[Raw records]
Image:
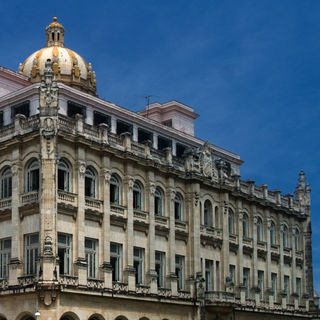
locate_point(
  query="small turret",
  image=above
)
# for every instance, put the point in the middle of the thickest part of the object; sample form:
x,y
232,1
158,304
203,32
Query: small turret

Written task =
Reproduce the records above line for line and without any change, but leave the pictures out.

Output of the task =
Image:
locate_point(
  query="small turret",
  image=above
)
# for every instance, put the point in the middle of the thickest part of the object; sample form:
x,y
232,1
158,304
203,32
Query: small turret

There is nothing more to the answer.